_Task prompt_:
Repeat, line for line, the entries printed below.

_Input data_:
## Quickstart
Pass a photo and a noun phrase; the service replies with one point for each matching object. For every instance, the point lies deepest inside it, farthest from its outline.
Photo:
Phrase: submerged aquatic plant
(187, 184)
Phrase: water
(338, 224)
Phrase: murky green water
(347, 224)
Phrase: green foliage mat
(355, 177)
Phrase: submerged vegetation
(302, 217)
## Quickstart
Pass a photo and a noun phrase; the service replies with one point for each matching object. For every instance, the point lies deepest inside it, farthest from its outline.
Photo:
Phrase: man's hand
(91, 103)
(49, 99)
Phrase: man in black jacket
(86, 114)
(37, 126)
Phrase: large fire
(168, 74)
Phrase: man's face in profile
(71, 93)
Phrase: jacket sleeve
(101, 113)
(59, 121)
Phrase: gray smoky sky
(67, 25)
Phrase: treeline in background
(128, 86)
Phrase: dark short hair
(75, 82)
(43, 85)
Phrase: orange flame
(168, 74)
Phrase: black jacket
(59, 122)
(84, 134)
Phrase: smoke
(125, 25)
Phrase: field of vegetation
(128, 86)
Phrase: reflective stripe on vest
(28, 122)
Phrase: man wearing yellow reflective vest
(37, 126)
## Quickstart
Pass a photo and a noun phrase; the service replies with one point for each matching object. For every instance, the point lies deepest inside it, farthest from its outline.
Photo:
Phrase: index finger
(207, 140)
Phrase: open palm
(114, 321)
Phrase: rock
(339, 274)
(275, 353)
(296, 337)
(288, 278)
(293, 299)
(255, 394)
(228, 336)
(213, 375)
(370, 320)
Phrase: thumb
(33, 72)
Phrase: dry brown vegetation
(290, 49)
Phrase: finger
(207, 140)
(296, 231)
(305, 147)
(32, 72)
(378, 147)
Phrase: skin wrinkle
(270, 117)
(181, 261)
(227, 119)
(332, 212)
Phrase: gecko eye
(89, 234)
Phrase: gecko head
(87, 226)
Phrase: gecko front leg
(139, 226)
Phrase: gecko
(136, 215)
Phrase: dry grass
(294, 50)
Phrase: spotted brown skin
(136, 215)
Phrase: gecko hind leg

_Exercise solution_:
## Quickstart
Pass a photo and a noun phrase; the service replies with one point for each matching object. For every instance, the point lies deepest inside it, farthest from its outline.
Photo:
Phrase: submerged aquatic plant
(187, 184)
Phrase: water
(338, 224)
Phrase: murky green water
(347, 224)
Phrase: green foliage mat
(355, 177)
Phrase: submerged vegetation
(302, 217)
## Quickstart
Pass a photo and a noun phrase; the service replies with one point for each matching object. For every instance, the point lies deepest inside it, farthest from its outline.
Photo:
Phrase: man's hand
(91, 103)
(49, 99)
Phrase: man in black jacket
(86, 114)
(37, 126)
Phrase: large fire
(168, 74)
Phrase: man's face in profile
(71, 93)
Phrase: jacket sleeve
(101, 113)
(59, 121)
Phrase: gray smoky sky
(67, 25)
Phrase: treeline in background
(128, 86)
Phrase: dark short hair
(75, 82)
(43, 85)
Phrase: orange flame
(168, 74)
Phrase: black jacket
(59, 122)
(84, 134)
Phrase: smoke
(125, 25)
Phrase: field of vegetation
(128, 86)
Phrase: reflective stripe on vest
(28, 122)
Phrase: man wearing yellow reflective vest
(37, 126)
## Quickstart
Pass a photo and a noun phrase; the service replies with one point for each matching object. For every instance, the point lies deepest inside it, farthest from its outline.
Photo:
Phrase: index finger
(207, 140)
Phrase: open palm
(114, 321)
Phrase: rock
(339, 274)
(275, 353)
(296, 337)
(288, 278)
(293, 299)
(255, 394)
(228, 336)
(213, 375)
(370, 320)
Phrase: thumb
(33, 72)
Phrase: dry brown vegetation
(290, 49)
Phrase: finger
(207, 140)
(296, 231)
(305, 147)
(32, 72)
(378, 147)
Phrase: skin wrinkle
(270, 117)
(181, 261)
(227, 119)
(332, 212)
Phrase: gecko eye
(89, 234)
Phrase: gecko head
(87, 226)
Phrase: gecko front leg
(139, 226)
Phrase: gecko
(136, 215)
Phrase: dry grass
(294, 50)
Phrase: spotted brown skin
(136, 215)
Phrase: gecko hind leg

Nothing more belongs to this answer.